___ Fragmento seleccionado

Salió el director entre aplausos, y tras dar la mano al concertino empezó la última obra: Sinfonía nº1 en re mayor, “Titán”. ¿De dónde vienen las lejanas trompetas con su son triunfal? (estaban encerradas fuera del escenario, ¡qué ardid!) ¡Con qué placidez se posan los ligeros dedos de los chelos en su pizzicato. Las voces de arpa y clarinete saltan entre el agua de la orquesta como si de un tranquilo estanque se tratase. Con cuánto esplendor se pasa de la más armoniosa calma al más vital movimiento. Estaba yo recostado sobre el murete que servía de barandilla, escuchando sosegado la música en mi soledad privilegiada en las alturas, cuando me pervirtieron la intimidad con Mahler entrando en la tribuna una pareja y una señora. Qué enérgico empezó el segundo movimiento. ¿Cómo es posible que no conociera esta música maravillosa antes? Música elegante, en vals, purificadora. ¿Dónde quedaban las obligaciones y molestias? Todas estaban olvidadas fuera de la gran sala revestida de cálida madera donde la orquesta interpretaba su papel. Cuidadosos dedos raspaban las cuerdas para comprobar que su instrumento estaba bien afinado antes de comenzar de nuevo. ¿Por qué surgen las toses en los descansos y los solos instrumentales? No sé qué me hace más gracia: la gente que aplaude cuando no debe o los enfadados puristas chistando enérgicamente. El tercer movimiento empezó lento y cadencioso, in crescendo. ¿Quién ha muerto? Esto se combina con otra movida melodía de ritmo marcado, creando un sabor de mezcla gustoso, agridulce. El arpa le daba un sabor infantil, inocente al relato. Por último, comenzó rotundo y colérico el cuarto movimiento. Explotaban platillos, timbales y un enorme tambor, resonaban las trompetas, rabiaba la cuerda. El sentimental vibrato sobrecogió cada parte de mi cuerpo tras el fragor precedente, que volvía haciendo retumbar el suelo mientras el imparable frenesí se desataba. Inevitablemente, después de la tormenta viene la calma, y el cuco y demás sonidos forestales del primer movimiento reaparecieron. Terminó la sinfonía con un grandioso final y merecidos aplausos y vítores.

El final de este día rutinario y distinto a los demás no fue tan monumental, cayendo en brazos de Morfeo poco después de acostarme.

Excursión (Apuntes de distintos días rutinarios X)

______
___ Material proporcionado

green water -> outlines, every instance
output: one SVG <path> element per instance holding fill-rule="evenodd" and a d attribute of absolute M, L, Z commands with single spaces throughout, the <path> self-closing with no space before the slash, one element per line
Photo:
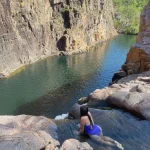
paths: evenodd
<path fill-rule="evenodd" d="M 78 98 L 111 82 L 134 42 L 135 36 L 119 35 L 87 53 L 49 57 L 0 80 L 0 114 L 66 113 Z"/>

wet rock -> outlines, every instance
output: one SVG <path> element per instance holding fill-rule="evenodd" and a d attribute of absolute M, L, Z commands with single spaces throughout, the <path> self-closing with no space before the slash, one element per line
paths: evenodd
<path fill-rule="evenodd" d="M 0 116 L 0 149 L 39 150 L 59 145 L 55 123 L 45 117 Z"/>
<path fill-rule="evenodd" d="M 63 144 L 60 150 L 93 150 L 86 142 L 80 143 L 76 139 L 68 139 Z"/>
<path fill-rule="evenodd" d="M 87 102 L 88 102 L 87 97 L 82 97 L 78 100 L 79 105 L 86 104 Z"/>
<path fill-rule="evenodd" d="M 72 118 L 80 118 L 80 107 L 79 104 L 74 104 L 69 110 L 69 117 Z"/>
<path fill-rule="evenodd" d="M 150 120 L 150 71 L 130 75 L 116 84 L 97 89 L 90 94 L 90 101 L 106 100 L 110 105 L 121 107 L 144 119 Z M 105 94 L 107 93 L 107 94 Z"/>

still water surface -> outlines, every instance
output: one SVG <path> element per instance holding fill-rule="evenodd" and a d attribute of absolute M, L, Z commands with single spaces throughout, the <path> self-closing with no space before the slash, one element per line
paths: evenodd
<path fill-rule="evenodd" d="M 0 80 L 0 115 L 66 113 L 80 97 L 111 82 L 135 36 L 119 35 L 87 53 L 54 56 Z"/>

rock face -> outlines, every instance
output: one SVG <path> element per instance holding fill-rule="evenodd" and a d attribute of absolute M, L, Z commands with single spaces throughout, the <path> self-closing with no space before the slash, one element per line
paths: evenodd
<path fill-rule="evenodd" d="M 131 47 L 125 64 L 117 72 L 113 81 L 130 74 L 141 73 L 150 69 L 150 2 L 144 8 L 140 19 L 140 31 L 136 43 Z"/>
<path fill-rule="evenodd" d="M 0 77 L 41 58 L 70 54 L 116 34 L 112 0 L 0 2 Z"/>
<path fill-rule="evenodd" d="M 122 78 L 116 84 L 94 91 L 89 97 L 89 102 L 96 99 L 101 104 L 106 100 L 150 120 L 150 71 Z"/>

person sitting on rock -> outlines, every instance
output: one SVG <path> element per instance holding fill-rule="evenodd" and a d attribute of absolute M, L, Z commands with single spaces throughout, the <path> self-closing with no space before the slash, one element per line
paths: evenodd
<path fill-rule="evenodd" d="M 89 135 L 91 139 L 100 142 L 103 146 L 123 150 L 120 143 L 109 137 L 103 136 L 102 129 L 94 124 L 93 117 L 88 111 L 87 105 L 80 107 L 80 133 Z"/>

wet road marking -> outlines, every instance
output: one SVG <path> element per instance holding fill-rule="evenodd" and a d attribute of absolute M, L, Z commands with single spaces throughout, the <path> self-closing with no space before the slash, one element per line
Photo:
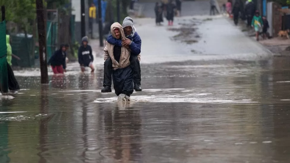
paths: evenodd
<path fill-rule="evenodd" d="M 280 81 L 276 82 L 276 83 L 290 83 L 290 81 Z"/>
<path fill-rule="evenodd" d="M 0 112 L 0 114 L 3 114 L 4 113 L 26 113 L 27 112 Z"/>

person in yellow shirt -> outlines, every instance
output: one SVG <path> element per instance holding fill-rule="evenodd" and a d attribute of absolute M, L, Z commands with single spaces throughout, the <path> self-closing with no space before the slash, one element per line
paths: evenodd
<path fill-rule="evenodd" d="M 92 31 L 93 23 L 96 19 L 97 15 L 96 13 L 96 6 L 93 3 L 92 3 L 91 7 L 89 9 L 89 28 L 91 31 Z"/>

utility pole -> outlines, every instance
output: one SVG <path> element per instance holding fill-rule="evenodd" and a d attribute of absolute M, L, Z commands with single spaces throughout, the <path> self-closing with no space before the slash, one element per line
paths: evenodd
<path fill-rule="evenodd" d="M 48 83 L 46 61 L 46 31 L 44 19 L 43 0 L 36 0 L 36 15 L 37 27 L 38 30 L 38 43 L 39 45 L 39 60 L 40 61 L 41 84 Z"/>
<path fill-rule="evenodd" d="M 8 86 L 8 72 L 7 69 L 7 47 L 5 44 L 6 41 L 6 23 L 5 20 L 5 7 L 1 7 L 2 15 L 2 22 L 0 23 L 0 91 L 3 93 L 8 93 L 9 91 Z"/>
<path fill-rule="evenodd" d="M 120 23 L 120 0 L 117 0 L 117 22 Z"/>
<path fill-rule="evenodd" d="M 85 5 L 85 0 L 81 0 L 81 34 L 82 38 L 86 36 L 86 11 Z"/>
<path fill-rule="evenodd" d="M 98 15 L 99 18 L 99 34 L 100 39 L 100 46 L 104 46 L 103 42 L 103 21 L 102 21 L 102 4 L 101 0 L 98 0 Z"/>

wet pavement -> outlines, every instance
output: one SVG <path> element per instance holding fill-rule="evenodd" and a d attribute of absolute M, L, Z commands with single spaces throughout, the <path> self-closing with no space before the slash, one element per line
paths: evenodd
<path fill-rule="evenodd" d="M 0 96 L 0 162 L 289 162 L 290 58 L 204 18 L 190 45 L 136 20 L 143 90 L 129 105 L 100 93 L 100 57 L 93 74 L 50 70 L 48 85 L 38 69 L 15 71 L 22 89 Z"/>

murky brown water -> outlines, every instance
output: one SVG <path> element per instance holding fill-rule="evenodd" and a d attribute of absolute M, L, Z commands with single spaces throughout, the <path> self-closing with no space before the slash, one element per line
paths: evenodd
<path fill-rule="evenodd" d="M 100 68 L 18 76 L 24 89 L 0 99 L 0 162 L 289 162 L 289 61 L 143 65 L 125 106 L 100 93 Z"/>

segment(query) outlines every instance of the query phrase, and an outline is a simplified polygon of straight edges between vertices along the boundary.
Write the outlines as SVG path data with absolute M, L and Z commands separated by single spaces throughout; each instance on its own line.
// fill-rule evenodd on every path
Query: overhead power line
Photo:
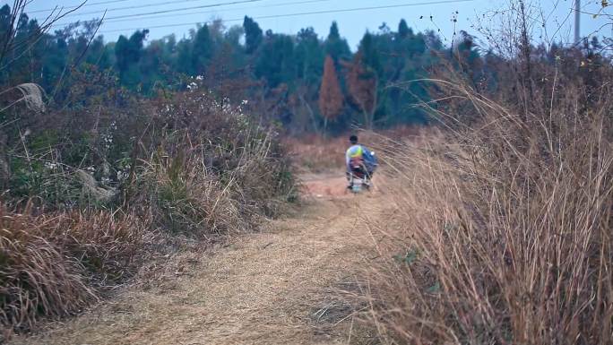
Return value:
M 271 14 L 271 15 L 256 16 L 256 17 L 254 17 L 254 19 L 262 20 L 262 19 L 287 18 L 287 17 L 296 17 L 296 16 L 300 16 L 300 15 L 314 15 L 314 14 L 340 13 L 346 13 L 346 12 L 372 11 L 372 10 L 382 10 L 382 9 L 390 9 L 390 8 L 423 6 L 423 5 L 427 5 L 427 4 L 459 4 L 459 3 L 471 3 L 474 1 L 476 1 L 476 0 L 428 1 L 428 2 L 421 2 L 421 3 L 390 4 L 390 5 L 383 5 L 383 6 L 357 7 L 357 8 L 346 8 L 346 9 L 340 9 L 340 10 L 323 10 L 323 11 L 302 12 L 302 13 L 285 13 L 285 14 Z M 235 19 L 229 19 L 229 20 L 221 20 L 221 22 L 240 22 L 243 20 L 244 20 L 244 18 L 235 18 Z M 194 26 L 194 25 L 201 24 L 203 22 L 190 22 L 190 23 L 182 22 L 182 23 L 154 25 L 154 26 L 146 26 L 146 27 L 143 26 L 143 27 L 140 27 L 140 28 L 109 30 L 103 30 L 103 31 L 101 31 L 101 33 L 131 31 L 131 30 L 141 30 L 141 29 L 161 29 L 161 28 L 175 28 L 175 27 L 180 27 L 180 26 Z
M 99 4 L 117 4 L 117 3 L 125 3 L 126 1 L 134 1 L 134 0 L 109 0 L 109 1 L 100 1 L 98 3 L 85 3 L 82 4 L 82 5 L 79 4 L 71 4 L 70 6 L 66 7 L 62 7 L 62 6 L 56 6 L 55 8 L 47 8 L 47 10 L 36 10 L 36 11 L 28 11 L 29 13 L 40 13 L 44 12 L 54 12 L 57 11 L 60 8 L 64 8 L 65 10 L 73 10 L 75 8 L 79 7 L 89 7 L 89 6 L 96 6 Z
M 74 17 L 74 16 L 90 15 L 90 14 L 101 14 L 102 13 L 105 13 L 105 12 L 137 10 L 137 9 L 141 9 L 141 8 L 159 7 L 159 6 L 175 4 L 193 3 L 195 1 L 203 1 L 203 0 L 180 0 L 180 1 L 174 1 L 172 3 L 168 2 L 168 1 L 165 1 L 163 3 L 153 3 L 153 4 L 138 4 L 138 5 L 125 6 L 125 7 L 115 7 L 115 8 L 109 8 L 109 9 L 104 10 L 104 11 L 99 10 L 99 11 L 84 12 L 84 13 L 72 13 L 72 14 L 66 15 L 66 17 Z M 263 1 L 263 0 L 237 0 L 237 1 L 229 2 L 229 3 L 220 3 L 220 4 L 203 4 L 203 5 L 193 6 L 193 7 L 186 7 L 186 9 L 195 10 L 195 9 L 199 9 L 199 8 L 226 6 L 226 5 L 231 5 L 231 4 L 247 4 L 247 3 L 258 3 L 258 2 L 262 2 L 262 1 Z M 156 11 L 156 12 L 150 13 L 150 14 L 166 13 L 171 12 L 171 11 L 175 11 L 175 10 Z
M 324 3 L 324 2 L 330 2 L 330 1 L 336 1 L 336 0 L 303 0 L 303 1 L 296 1 L 296 2 L 290 2 L 290 3 L 260 5 L 257 7 L 229 8 L 228 10 L 229 11 L 241 11 L 241 10 L 250 10 L 250 9 L 255 9 L 255 8 L 260 9 L 260 8 L 270 8 L 270 7 L 281 7 L 281 6 L 288 6 L 288 5 L 291 5 L 291 4 L 315 4 L 315 3 Z M 191 10 L 191 9 L 192 9 L 191 7 L 187 7 L 186 9 L 177 8 L 177 9 L 169 10 L 169 11 L 183 12 L 183 11 L 187 11 L 187 10 Z M 134 18 L 139 18 L 141 20 L 147 20 L 147 19 L 158 19 L 158 18 L 173 18 L 173 17 L 184 16 L 186 14 L 203 14 L 203 13 L 217 13 L 217 11 L 199 11 L 199 12 L 190 12 L 189 13 L 185 13 L 185 14 L 163 14 L 163 15 L 154 15 L 154 16 L 151 16 L 151 13 L 134 13 L 134 14 L 119 15 L 119 16 L 115 16 L 115 17 L 108 17 L 107 19 L 104 20 L 104 23 L 134 21 Z M 150 17 L 142 18 L 142 17 L 145 17 L 145 16 L 150 16 Z M 93 19 L 91 21 L 84 21 L 83 22 L 99 22 L 99 20 Z M 77 22 L 72 22 L 55 23 L 52 26 L 60 27 L 60 26 L 67 26 L 67 25 L 75 24 L 75 23 L 77 23 Z

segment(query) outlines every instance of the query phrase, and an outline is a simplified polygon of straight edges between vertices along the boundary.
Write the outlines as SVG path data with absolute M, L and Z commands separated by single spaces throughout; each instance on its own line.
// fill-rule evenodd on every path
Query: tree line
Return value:
M 0 9 L 0 37 L 10 13 L 8 5 Z M 492 87 L 503 60 L 479 50 L 464 32 L 445 47 L 436 32 L 415 32 L 404 20 L 395 30 L 384 23 L 367 31 L 356 51 L 336 22 L 322 38 L 312 28 L 293 35 L 264 31 L 246 16 L 242 25 L 213 21 L 182 39 L 148 39 L 142 30 L 116 42 L 97 35 L 98 24 L 77 22 L 11 50 L 0 84 L 36 82 L 52 104 L 65 106 L 79 103 L 72 83 L 91 80 L 83 74 L 102 75 L 114 90 L 147 97 L 199 85 L 289 133 L 333 133 L 351 125 L 427 124 L 419 105 L 430 100 L 430 92 L 424 83 L 408 82 L 451 65 L 476 88 Z M 22 14 L 15 39 L 27 41 L 39 30 L 36 20 Z

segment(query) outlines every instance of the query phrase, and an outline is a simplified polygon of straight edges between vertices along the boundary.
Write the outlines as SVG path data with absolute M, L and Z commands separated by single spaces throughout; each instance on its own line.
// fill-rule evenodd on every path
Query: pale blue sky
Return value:
M 3 4 L 7 3 L 13 1 L 0 1 Z M 230 3 L 233 4 L 229 4 Z M 574 0 L 532 0 L 531 3 L 548 16 L 551 26 L 556 25 L 556 22 L 565 23 L 558 31 L 558 40 L 572 39 L 574 17 L 568 14 Z M 595 12 L 600 3 L 600 0 L 583 0 L 583 6 L 585 12 Z M 48 13 L 46 10 L 55 5 L 70 8 L 78 4 L 78 0 L 32 0 L 28 8 L 31 12 L 30 17 L 42 18 Z M 181 38 L 187 35 L 196 22 L 220 18 L 227 21 L 226 25 L 229 27 L 241 24 L 245 15 L 255 18 L 264 30 L 296 33 L 301 28 L 312 26 L 324 37 L 327 35 L 331 22 L 336 21 L 341 34 L 354 48 L 367 30 L 376 31 L 384 22 L 395 30 L 401 18 L 416 30 L 440 29 L 441 36 L 450 39 L 453 34 L 452 19 L 457 12 L 456 30 L 475 33 L 471 26 L 477 22 L 478 17 L 488 11 L 504 9 L 507 4 L 508 0 L 89 0 L 86 6 L 60 22 L 100 17 L 107 9 L 108 21 L 100 28 L 100 32 L 108 40 L 116 40 L 120 34 L 129 35 L 137 28 L 150 29 L 150 39 L 171 33 Z M 179 9 L 184 10 L 176 11 Z M 306 13 L 311 14 L 298 14 Z M 143 13 L 151 14 L 140 15 Z M 595 20 L 587 13 L 582 15 L 582 34 L 584 35 L 606 23 L 604 19 Z M 172 26 L 156 28 L 166 25 Z M 610 27 L 606 30 L 605 35 L 612 36 Z M 538 35 L 540 33 L 536 32 L 535 36 Z

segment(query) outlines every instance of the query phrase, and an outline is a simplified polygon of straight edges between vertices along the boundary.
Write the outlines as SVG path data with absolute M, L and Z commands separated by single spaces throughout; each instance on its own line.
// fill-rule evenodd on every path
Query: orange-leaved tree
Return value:
M 330 56 L 325 56 L 324 77 L 319 88 L 319 110 L 324 116 L 324 127 L 328 125 L 328 120 L 335 119 L 343 107 L 343 96 L 336 74 L 334 61 Z

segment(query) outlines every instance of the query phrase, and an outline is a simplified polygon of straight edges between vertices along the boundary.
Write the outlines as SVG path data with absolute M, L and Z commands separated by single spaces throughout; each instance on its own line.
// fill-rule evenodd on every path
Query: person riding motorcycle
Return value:
M 350 136 L 351 146 L 347 149 L 345 153 L 345 163 L 347 166 L 347 180 L 349 181 L 348 189 L 353 187 L 351 175 L 360 174 L 370 180 L 377 167 L 375 152 L 367 149 L 364 145 L 358 143 L 358 135 Z

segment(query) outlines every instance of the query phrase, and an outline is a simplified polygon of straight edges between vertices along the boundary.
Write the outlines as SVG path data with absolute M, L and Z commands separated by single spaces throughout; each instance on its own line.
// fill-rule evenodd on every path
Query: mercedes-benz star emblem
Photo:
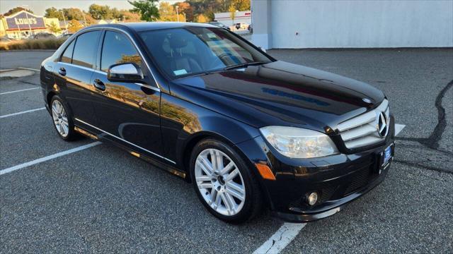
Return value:
M 376 116 L 376 121 L 377 123 L 377 133 L 379 134 L 379 137 L 385 137 L 387 135 L 388 126 L 387 119 L 385 118 L 384 112 L 381 112 Z

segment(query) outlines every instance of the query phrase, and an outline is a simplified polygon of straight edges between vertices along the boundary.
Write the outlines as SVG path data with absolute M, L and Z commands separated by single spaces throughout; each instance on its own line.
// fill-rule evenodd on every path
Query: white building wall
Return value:
M 266 1 L 268 48 L 453 47 L 453 1 Z

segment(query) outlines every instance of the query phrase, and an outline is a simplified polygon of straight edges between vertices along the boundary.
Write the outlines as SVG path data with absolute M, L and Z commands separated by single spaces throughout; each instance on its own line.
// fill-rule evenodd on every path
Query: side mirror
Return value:
M 112 82 L 142 83 L 143 73 L 135 63 L 113 64 L 108 68 L 107 79 Z

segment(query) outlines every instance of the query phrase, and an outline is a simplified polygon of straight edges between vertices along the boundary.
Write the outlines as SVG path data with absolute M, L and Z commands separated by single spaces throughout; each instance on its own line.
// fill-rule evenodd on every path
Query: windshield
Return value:
M 165 29 L 140 37 L 159 68 L 173 78 L 271 61 L 221 28 Z

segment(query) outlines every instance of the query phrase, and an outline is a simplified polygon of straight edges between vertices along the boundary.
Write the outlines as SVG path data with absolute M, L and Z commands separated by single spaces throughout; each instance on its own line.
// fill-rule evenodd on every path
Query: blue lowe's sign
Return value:
M 42 17 L 38 17 L 25 11 L 5 17 L 5 19 L 8 30 L 45 28 Z

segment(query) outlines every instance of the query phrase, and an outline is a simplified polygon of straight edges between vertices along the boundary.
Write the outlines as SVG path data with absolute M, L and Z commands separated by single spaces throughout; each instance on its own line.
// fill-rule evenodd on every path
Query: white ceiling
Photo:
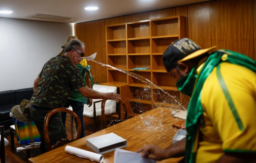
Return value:
M 43 14 L 75 18 L 60 22 L 78 23 L 208 0 L 0 0 L 0 10 L 14 12 L 10 14 L 0 14 L 0 17 L 36 20 L 26 17 L 35 14 Z M 84 9 L 88 6 L 96 6 L 99 9 L 94 11 Z

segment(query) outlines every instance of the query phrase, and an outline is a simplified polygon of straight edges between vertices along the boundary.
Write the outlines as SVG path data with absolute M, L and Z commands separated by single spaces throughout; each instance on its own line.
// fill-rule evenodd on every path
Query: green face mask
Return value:
M 178 89 L 184 95 L 191 97 L 194 86 L 197 78 L 196 69 L 194 68 L 189 74 L 182 77 L 176 83 Z

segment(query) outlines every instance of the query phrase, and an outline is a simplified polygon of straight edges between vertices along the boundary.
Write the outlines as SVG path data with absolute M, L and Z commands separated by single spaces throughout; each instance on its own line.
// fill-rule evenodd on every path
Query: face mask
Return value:
M 194 87 L 197 78 L 196 69 L 193 68 L 189 74 L 182 77 L 176 83 L 178 89 L 184 95 L 191 97 Z

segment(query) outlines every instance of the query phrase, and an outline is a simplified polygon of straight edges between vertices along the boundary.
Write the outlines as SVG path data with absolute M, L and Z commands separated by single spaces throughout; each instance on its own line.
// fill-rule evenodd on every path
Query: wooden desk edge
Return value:
M 28 159 L 28 163 L 40 163 L 39 162 L 38 162 L 36 160 L 34 159 L 34 158 L 31 157 Z

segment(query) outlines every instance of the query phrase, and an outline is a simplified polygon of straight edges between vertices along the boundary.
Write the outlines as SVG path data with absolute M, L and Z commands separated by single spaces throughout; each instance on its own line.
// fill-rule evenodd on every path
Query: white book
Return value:
M 114 156 L 114 163 L 156 163 L 155 160 L 141 157 L 141 153 L 117 149 Z

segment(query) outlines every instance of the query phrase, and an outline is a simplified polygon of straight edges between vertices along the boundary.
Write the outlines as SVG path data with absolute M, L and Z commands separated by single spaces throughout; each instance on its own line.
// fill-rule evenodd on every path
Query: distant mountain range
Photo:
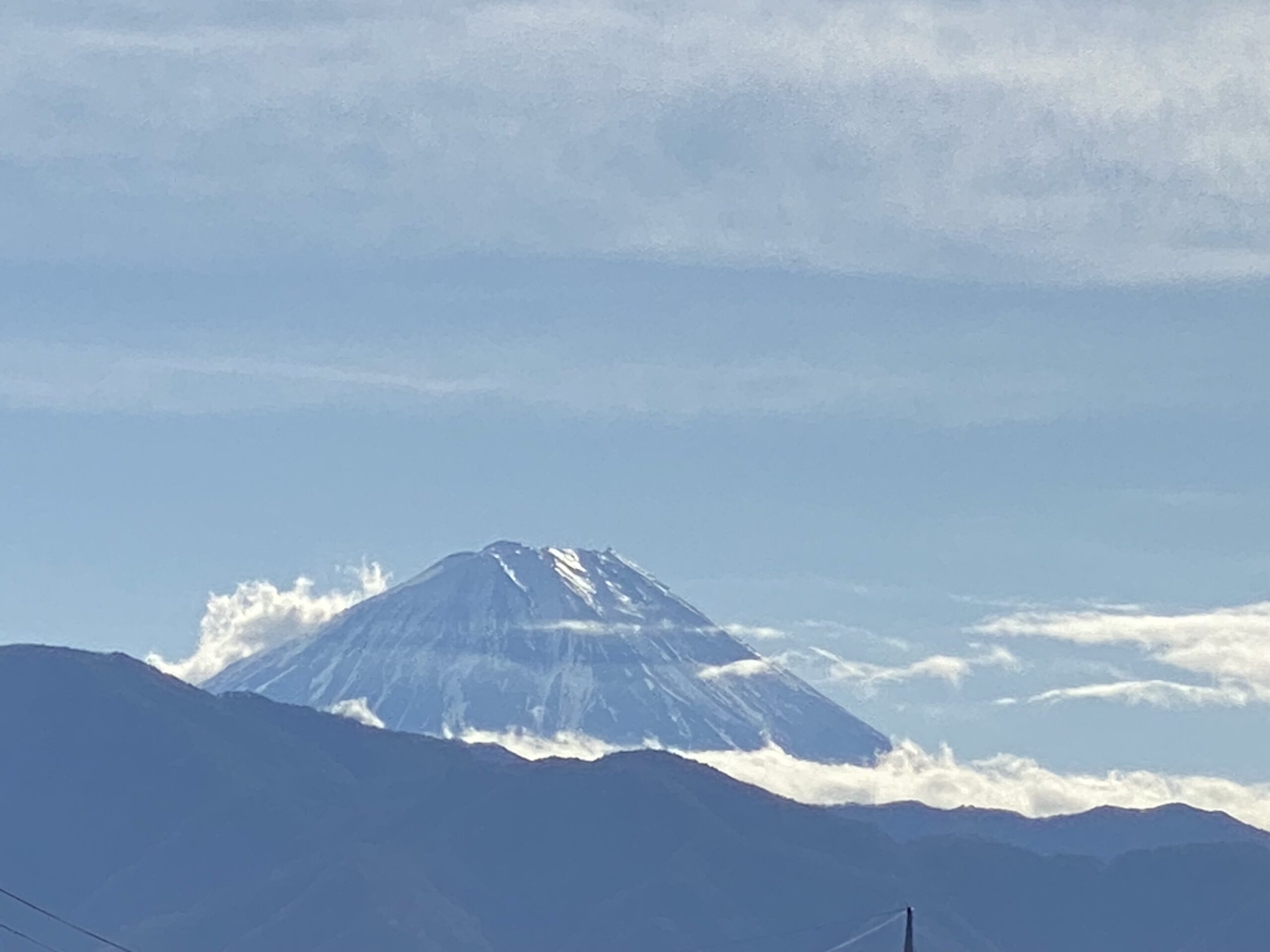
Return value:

______

Instrucciones de trabajo:
1. Cita del fragmento seleccionado el tramo que va desde "El final de" hasta "días rutinarios X)".
2. Indica si cada una de estas afirmaciones concuerda con el fragmento seleccionado y responde sí o no, citando literalmente las palabras del fragmento que lo deciden. (a) Las trompetas lejanas estaban situadas fuera del escenario. (b) La voz narrativa escuchó toda la sinfonía sin nadie más en la tribuna. (c) El cuarto movimiento comenzó lento y cadencioso.

Respuestas:
1.
El final de este día rutinario y distinto a los demás no fue tan monumental, cayendo en brazos de Morfeo poco después de acostarme.

Excursión (Apuntes de distintos días rutinarios X)

2.
(a) Sí: "estaban encerradas fuera del escenario".
(b) No: "cuando me pervirtieron la intimidad con Mahler entrando en la tribuna una pareja y una señora".
(c) No: "comenzó rotundo y colérico el cuarto movimiento".